#### SET EXERCISE 1
Could you return the part of the Turbine-class destroyer text from "Ship Builder Launched" to "loss of 13 men."?
#### SET EXERCISE 2
Which ships of the class does the Turbine-class destroyer text list in its table?
#### SET EXERCISE 3
Can you continue the Turbine-class destroyer text from the point where it stops?

#### PAGE TEXT
------------------------------------------------

The Turbine-class destroyer was a class of destroyers built for the Italian Regia Marina in the late 1920s. They were essentially larger versions of the earlier Sella-class destroyer. All the ships of the class were lost during World War II.


Ship Builder Launched Date of loss Fate
Aquilone Odero 3 August 1927 17 September 1940 Sunk on mines laid by aircraft from HMS Illustrious outside Benghazi harbor with a loss of 13 men.
Borea Ansaldo 28 January 1927 17 September 1940 Sunk by aircraft from HMS Illustrious in Benghazi harbor with a loss of one man.
Espero Ansaldo 31 August 1927 28 June 1940 Sunk by HMAS Sydney off Tobruk during a troop transport mission to Tobruk.
Euro CNT 7 July 1927 3 October 1943 Sunk by German aircraft off Leros, Greece.

------------------------------------------------

[Records in a dataset]
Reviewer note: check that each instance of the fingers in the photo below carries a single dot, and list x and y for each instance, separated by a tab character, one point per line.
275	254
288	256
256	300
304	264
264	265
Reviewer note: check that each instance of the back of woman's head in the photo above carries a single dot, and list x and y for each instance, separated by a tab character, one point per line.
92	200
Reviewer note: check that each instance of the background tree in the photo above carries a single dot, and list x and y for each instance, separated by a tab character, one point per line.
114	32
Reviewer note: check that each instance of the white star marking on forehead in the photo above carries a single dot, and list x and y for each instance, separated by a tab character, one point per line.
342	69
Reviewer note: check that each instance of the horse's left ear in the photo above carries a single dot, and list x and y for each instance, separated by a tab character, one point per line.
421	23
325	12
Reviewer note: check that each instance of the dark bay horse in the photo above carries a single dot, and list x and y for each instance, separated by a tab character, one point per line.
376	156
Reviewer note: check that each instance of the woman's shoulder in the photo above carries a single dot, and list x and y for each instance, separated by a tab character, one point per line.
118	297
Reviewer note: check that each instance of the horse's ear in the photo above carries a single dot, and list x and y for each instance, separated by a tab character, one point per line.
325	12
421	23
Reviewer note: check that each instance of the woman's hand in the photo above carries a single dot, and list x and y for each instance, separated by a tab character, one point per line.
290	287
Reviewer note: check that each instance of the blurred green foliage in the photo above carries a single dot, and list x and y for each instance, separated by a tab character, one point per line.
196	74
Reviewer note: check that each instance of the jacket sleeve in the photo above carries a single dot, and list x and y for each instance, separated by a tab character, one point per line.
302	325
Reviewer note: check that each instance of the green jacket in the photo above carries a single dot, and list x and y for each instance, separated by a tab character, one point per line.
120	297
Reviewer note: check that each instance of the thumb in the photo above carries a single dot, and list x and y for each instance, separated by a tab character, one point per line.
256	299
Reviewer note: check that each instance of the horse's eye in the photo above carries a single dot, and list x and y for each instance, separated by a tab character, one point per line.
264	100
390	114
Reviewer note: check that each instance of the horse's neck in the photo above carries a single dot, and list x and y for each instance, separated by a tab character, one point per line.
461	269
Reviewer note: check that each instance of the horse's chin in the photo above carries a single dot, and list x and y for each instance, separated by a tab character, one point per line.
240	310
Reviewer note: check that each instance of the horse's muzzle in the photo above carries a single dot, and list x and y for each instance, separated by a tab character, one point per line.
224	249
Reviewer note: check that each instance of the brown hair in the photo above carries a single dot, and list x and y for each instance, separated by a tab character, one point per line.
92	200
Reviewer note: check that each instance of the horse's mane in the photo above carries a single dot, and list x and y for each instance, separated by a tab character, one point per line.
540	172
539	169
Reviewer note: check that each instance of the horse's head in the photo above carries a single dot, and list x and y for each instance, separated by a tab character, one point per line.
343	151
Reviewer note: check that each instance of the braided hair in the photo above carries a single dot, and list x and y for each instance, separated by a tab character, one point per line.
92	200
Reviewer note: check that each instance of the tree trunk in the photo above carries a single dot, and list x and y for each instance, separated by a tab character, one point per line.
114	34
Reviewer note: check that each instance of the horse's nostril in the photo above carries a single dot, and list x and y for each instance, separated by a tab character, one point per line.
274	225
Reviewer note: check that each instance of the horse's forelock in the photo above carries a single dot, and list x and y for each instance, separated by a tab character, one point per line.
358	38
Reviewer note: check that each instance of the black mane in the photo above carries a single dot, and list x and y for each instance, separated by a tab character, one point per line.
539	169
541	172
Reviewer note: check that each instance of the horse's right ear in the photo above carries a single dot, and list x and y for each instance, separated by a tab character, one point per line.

------------------------------------------------

#### WRITTEN RESPONSE 1
Ship Builder Launched Date of loss Fate
Aquilone Odero 3 August 1927 17 September 1940 Sunk on mines laid by aircraft from HMS Illustrious outside Benghazi harbor with a loss of 13 men.

#### WRITTEN RESPONSE 2
Aquilone, Borea, Espero, Euro

#### WRITTEN RESPONSE 3
Nembo CNT 27 January 1927 20 July 1940 Sunk by Swordfish torpedo bombers from HMS Eagle in Tobruk harbor with a loss of 25 men.
Ostro Ansaldo 2 January 1928 20 July 1940 Sunk by Swordfish torpedo bombers from HMS Eagle in Tobruk harbor with a loss of 42 men.
Turbine Odero 21 April 1927 16 September 1944 Sunk by rockets fired by USAAF aircraft in Salamis.
Zeffiro Ansaldo 27 May 1927 5 July 1940 Sunk by Swordfish torpedo bombers from HMS Eagle in Tobruk with a loss of 21 men.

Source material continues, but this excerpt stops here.